== GOAL ==
Copy the data below line for line, changing nothing.

[Entries from an annotation dataset]
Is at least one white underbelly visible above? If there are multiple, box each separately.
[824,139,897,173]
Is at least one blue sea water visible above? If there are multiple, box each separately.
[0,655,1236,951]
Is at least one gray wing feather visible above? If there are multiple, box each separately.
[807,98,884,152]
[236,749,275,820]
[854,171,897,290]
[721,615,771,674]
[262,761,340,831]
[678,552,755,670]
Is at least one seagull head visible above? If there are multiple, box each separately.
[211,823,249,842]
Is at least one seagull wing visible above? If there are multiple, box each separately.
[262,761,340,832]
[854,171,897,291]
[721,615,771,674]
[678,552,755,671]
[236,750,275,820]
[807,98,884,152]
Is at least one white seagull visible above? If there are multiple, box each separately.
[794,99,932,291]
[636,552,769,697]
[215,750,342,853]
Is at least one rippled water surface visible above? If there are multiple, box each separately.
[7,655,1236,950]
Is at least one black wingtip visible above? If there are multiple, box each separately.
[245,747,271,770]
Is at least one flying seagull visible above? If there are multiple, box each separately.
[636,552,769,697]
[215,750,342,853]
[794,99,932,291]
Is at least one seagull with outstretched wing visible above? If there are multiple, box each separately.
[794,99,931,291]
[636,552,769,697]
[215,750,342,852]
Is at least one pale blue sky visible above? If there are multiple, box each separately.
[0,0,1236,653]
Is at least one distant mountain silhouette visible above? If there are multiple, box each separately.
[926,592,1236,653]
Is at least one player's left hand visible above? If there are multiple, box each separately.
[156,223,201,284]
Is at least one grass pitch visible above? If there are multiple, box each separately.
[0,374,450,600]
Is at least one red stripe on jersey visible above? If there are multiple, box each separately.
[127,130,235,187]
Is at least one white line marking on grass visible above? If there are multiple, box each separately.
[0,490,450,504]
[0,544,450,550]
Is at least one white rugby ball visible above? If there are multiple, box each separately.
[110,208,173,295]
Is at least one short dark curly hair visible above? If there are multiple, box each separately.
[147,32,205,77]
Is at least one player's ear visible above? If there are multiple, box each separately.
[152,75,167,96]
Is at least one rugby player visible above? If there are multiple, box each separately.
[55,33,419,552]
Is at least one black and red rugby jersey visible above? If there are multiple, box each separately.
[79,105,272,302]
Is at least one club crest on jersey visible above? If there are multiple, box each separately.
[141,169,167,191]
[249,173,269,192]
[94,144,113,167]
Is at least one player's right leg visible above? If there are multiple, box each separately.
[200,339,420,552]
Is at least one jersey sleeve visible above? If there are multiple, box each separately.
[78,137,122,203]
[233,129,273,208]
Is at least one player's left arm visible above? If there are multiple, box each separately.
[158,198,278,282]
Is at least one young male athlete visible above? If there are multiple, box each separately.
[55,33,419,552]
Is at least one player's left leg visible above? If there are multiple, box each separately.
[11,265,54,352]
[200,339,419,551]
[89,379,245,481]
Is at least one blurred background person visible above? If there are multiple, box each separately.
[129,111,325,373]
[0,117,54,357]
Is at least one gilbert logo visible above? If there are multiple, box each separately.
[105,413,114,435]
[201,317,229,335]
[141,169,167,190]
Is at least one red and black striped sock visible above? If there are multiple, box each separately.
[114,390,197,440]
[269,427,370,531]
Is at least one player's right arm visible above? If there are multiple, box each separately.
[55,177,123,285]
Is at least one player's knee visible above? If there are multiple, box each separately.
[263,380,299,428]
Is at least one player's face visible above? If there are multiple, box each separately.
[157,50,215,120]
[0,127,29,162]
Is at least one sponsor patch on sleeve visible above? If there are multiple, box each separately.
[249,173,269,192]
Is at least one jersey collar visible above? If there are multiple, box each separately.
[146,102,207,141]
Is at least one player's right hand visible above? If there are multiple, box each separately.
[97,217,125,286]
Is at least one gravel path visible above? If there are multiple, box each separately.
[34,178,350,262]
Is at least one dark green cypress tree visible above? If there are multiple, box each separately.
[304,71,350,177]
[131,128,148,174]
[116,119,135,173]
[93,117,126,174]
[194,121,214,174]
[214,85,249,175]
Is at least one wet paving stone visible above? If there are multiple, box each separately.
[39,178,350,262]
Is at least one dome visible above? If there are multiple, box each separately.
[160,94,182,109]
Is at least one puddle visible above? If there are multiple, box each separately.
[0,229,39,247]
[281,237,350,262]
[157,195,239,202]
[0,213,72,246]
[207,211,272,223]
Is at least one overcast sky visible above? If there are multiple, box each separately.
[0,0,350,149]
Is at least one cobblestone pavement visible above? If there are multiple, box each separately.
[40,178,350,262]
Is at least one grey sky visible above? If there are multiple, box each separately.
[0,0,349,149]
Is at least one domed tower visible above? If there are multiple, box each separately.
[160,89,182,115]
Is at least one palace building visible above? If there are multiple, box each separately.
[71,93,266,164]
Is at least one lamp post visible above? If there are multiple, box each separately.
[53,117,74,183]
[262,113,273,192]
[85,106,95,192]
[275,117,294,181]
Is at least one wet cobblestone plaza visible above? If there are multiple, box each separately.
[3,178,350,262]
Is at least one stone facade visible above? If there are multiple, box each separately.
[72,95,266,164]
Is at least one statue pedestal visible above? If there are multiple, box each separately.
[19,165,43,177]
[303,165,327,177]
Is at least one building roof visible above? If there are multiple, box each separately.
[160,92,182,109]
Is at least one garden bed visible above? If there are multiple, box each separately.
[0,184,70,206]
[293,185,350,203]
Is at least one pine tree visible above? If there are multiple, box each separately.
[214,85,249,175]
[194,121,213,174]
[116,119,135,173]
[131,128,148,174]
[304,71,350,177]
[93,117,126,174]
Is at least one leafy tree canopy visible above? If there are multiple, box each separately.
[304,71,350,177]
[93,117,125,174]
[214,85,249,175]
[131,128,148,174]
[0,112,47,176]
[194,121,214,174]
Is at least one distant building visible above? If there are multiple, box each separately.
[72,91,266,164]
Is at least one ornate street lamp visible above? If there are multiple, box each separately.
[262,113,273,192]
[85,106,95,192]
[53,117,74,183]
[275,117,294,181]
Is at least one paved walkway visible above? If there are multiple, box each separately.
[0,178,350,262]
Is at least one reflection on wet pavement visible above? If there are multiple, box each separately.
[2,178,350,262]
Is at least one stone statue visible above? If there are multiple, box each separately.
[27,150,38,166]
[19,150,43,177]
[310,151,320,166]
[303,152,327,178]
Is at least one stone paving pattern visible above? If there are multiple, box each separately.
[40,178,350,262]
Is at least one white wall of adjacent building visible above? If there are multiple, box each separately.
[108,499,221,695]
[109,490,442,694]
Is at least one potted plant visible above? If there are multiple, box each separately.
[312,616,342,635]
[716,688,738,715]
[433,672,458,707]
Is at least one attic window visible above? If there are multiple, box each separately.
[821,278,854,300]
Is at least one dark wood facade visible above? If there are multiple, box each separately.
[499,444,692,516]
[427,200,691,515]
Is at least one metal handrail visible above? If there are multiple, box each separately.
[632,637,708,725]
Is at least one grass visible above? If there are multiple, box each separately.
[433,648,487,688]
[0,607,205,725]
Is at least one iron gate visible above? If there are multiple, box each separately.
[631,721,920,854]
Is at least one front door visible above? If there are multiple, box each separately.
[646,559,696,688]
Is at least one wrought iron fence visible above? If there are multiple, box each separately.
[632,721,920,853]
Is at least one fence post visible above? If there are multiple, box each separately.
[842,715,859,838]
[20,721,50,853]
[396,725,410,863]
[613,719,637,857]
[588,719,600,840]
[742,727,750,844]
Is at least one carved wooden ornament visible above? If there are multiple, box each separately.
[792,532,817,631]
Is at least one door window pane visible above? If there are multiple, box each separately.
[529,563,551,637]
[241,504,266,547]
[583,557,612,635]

== RESULT OF THE TASK ==
Is at least one white underbelly visible above? If there are multiple, box each separately.
[824,139,897,173]
Is at least one blue sea water visible above? If there are multiple, box each separately.
[0,655,1236,951]
Is at least one gray wing feather visible above? If there are multiple, box each separately.
[807,98,884,152]
[236,749,275,820]
[854,171,897,290]
[721,615,771,674]
[262,761,340,831]
[678,552,755,670]
Is at least one seagull head visible above? If there are multiple, box each separately.
[211,823,249,842]
Is at least one seagull wing visible above? If there are multiple, box each separately.
[262,761,340,832]
[854,171,897,291]
[721,615,771,674]
[678,552,755,671]
[236,750,275,820]
[807,98,884,152]
Is at least one white seagull visible above? If there are multiple, box each separately.
[794,99,932,291]
[636,552,769,697]
[215,750,342,853]
Is at least one rippled water surface visible above? If there are multiple, box each separately.
[7,655,1236,950]
Is at least one black wingtip visible above? If there are multiple, box each separately.
[245,747,271,770]
Is at least one flying seagull visible above? If there are multiple, box each separately.
[636,552,769,697]
[215,750,342,853]
[794,99,932,291]
Is at least one seagull with outstretched wing visible above? If there are multiple, box each separately.
[794,99,931,291]
[636,552,769,697]
[215,750,342,852]
Is at least one pale blue sky visible above? If there are multiple, box each separately.
[0,0,1236,653]
Is at least one distant mountain silhouette visible above? If there are multiple, box each separately.
[926,592,1236,653]
Is at least one player's left hand visible above? If there are multiple, box each separately.
[156,223,201,284]
Is at least one grass pitch visible above? If there are multiple, box each separately.
[0,374,450,600]
Is at least one red stripe on jersey visible above? If there are multiple, box each separately.
[127,130,235,187]
Is at least one white line marking on grass visible above? If there are multiple, box each separately.
[0,490,450,504]
[0,544,450,550]
Is at least one white rugby ball visible above? If there are multiple, box each separately.
[110,208,173,295]
Is at least one short dark curly hair visible above? If there are multiple, box each separately.
[147,32,205,77]
Is at least one player's ear visible above? If there are multiple, box each separately.
[152,75,167,96]
Is at least one rugby player visible above? If there are multiple, box each separately.
[55,33,419,552]
Is at least one black and red rugby jersey visible above? If there are multiple, box each separately.
[79,105,272,302]
Is at least one club crest on jersey visible above? If there are multiple, box each separately.
[141,169,167,191]
[249,173,269,192]
[94,144,113,167]
Is at least one player's right leg visible above? If there are multiple, box each separately.
[200,339,420,552]
Is at least one jersey sleeve visible above? If there are multiple, box each separately.
[78,137,122,203]
[233,129,273,208]
Is at least one player's left arm visible above? If there are multiple, box each separately.
[158,198,278,282]
Is at least one young male athlete visible above? If there are multiple, box each separately.
[55,33,419,552]
Is at least one player's left leg visible above? If there are multiple, box each separately.
[11,265,54,352]
[200,339,419,551]
[89,379,245,481]
Is at least one blurred background person visible above? If there are multiple, box each separately.
[129,111,325,373]
[0,117,54,357]
Is at least one gilbert logo visible above? If there are multiple, box each separately.
[105,413,114,435]
[201,317,229,335]
[141,169,167,190]
Is at least one red and black striped sock visible above? If there are multiple, box each separately.
[114,390,197,440]
[269,427,370,531]
Is at least one player's right arm visible above? If there are multiple, box each separately.
[55,177,123,285]
Is at least one player's knee visible above? If there are multiple, box each separately.
[263,380,299,428]
Is at least one player's face visible above? If there are multiple, box each separately.
[157,50,215,120]
[0,127,29,162]
Is at least one sponsor patch on sleeve visible above? If there are multiple, box each separately.
[249,173,269,192]
Is at least one jersey collar visible above? If there are multiple, box each separately.
[146,102,207,141]
Is at least one player's right hand visible above? If there are multiple, box each separately.
[97,217,125,286]
Is at least one gravel path visible above? If there are multiple, box each separately.
[34,178,350,262]
Is at least one dark green cypress tree visible above? If there are multiple, box each separately.
[304,71,350,177]
[131,128,148,174]
[116,119,135,173]
[93,117,126,174]
[194,121,214,174]
[214,85,249,175]
Is at least one wet paving stone visible above? If there are multiple, box each separately.
[39,178,350,262]
Is at least one dome visible above? If there are multiple, box each separately.
[160,94,182,109]
Is at least one puddle visible above? If there are multiple, box each separately.
[0,229,39,247]
[281,237,350,262]
[157,195,239,202]
[0,213,72,246]
[207,211,272,223]
Is at least one overcast sky visible above? If there are multiple, box each separately.
[0,0,350,149]
Is at least one cobblestone pavement visible above? If there are multiple, box each separately.
[40,178,350,262]
Is at least one grey sky visible above? If there are multiple, box each separately.
[0,0,349,149]
Is at least one domed tower visible above? If there are multiple, box each separately.
[160,89,182,115]
Is at least one palace building visible above? If there are multiple, box each separately.
[71,93,266,164]
Is at least one lamp post visible above? If there are multiple, box each separately.
[53,117,74,183]
[262,113,273,192]
[85,106,95,192]
[275,117,294,181]
Is at least one wet cobblestone plaza visible above? If there are multiple, box each separately.
[3,178,350,262]
Is at least one stone facade visible above? If there are multiple, box each separately.
[72,95,266,164]
Is at least one statue pedestal visible above? If there are multiple, box each separately.
[19,165,43,177]
[303,165,327,177]
Is at least one building roof visible above? If there are multiple, box each separately.
[160,92,182,109]
Is at least one garden bed visible above? If there are multiple, box each separately.
[0,184,70,206]
[293,185,350,203]
Is at least one pine tree visible above? If there are multiple, box each separately.
[214,85,249,175]
[194,121,213,174]
[116,119,135,173]
[131,128,148,174]
[304,71,350,177]
[93,117,126,174]
Is at least one leafy tree canopy visible above? If there are multiple, box each separately.
[304,71,350,177]
[93,117,125,174]
[214,85,249,175]
[131,128,148,174]
[0,112,47,176]
[194,121,214,174]
Is at least one distant building visible above? If there are multiple, box each separately.
[72,91,266,164]
Is at least one ornate street lamp visible above? If there are multiple, box each separately.
[262,113,273,192]
[85,106,95,192]
[53,117,74,183]
[275,117,294,181]
Is at least one paved walkway visible above? If there are multiple, box each separately.
[0,178,350,262]
Is at least one reflection on wet pavement visible above? If there are multiple, box each separately.
[2,178,350,262]
Is at least one stone statue visible above? If there are multiple, box each separately.
[27,150,38,166]
[19,150,43,177]
[310,151,320,166]
[303,152,327,178]
Is at least one stone paving pattern visible above? If there are multiple, box each separately.
[40,178,350,262]
Is at least one white wall of adjacent building visible above? If there are multiple, box each separately.
[108,499,221,695]
[109,490,442,694]
Is at least one potted plant visible above? If there are multiple, box each separately.
[312,616,342,635]
[716,688,738,715]
[433,672,458,707]
Is at least one attic window visible above? If there are multiple, box each separately.
[821,278,854,300]
Is at least one dark wood facade visible above? If there are multiple, box each separately.
[499,444,692,516]
[427,200,691,515]
Is at least one metal handrail visible above? If there are multiple, box each separately.
[632,637,708,725]
Is at least one grass visible above? If there are multiple, box each separately.
[433,648,487,688]
[0,607,205,725]
Is at least one iron gate visible above? If there are multiple, box each separately.
[631,721,920,854]
Is at least one front door visible above? If there are multiple, box each separately.
[646,559,696,688]
Is at least one wrought iron fence visible above? If there are multiple, box each separately.
[632,721,920,853]
Is at least one fence post visible above? If there are multiple, box each separately.
[842,715,859,838]
[20,721,50,853]
[396,725,410,863]
[613,719,637,857]
[588,719,600,840]
[742,727,750,844]
Is at least one carved wooden ornament visible above? If there are multiple, box each separately.
[792,532,817,631]
Is at least one door window pane visible above? If there are multiple, box each separately.
[529,563,551,637]
[241,504,266,547]
[583,557,612,635]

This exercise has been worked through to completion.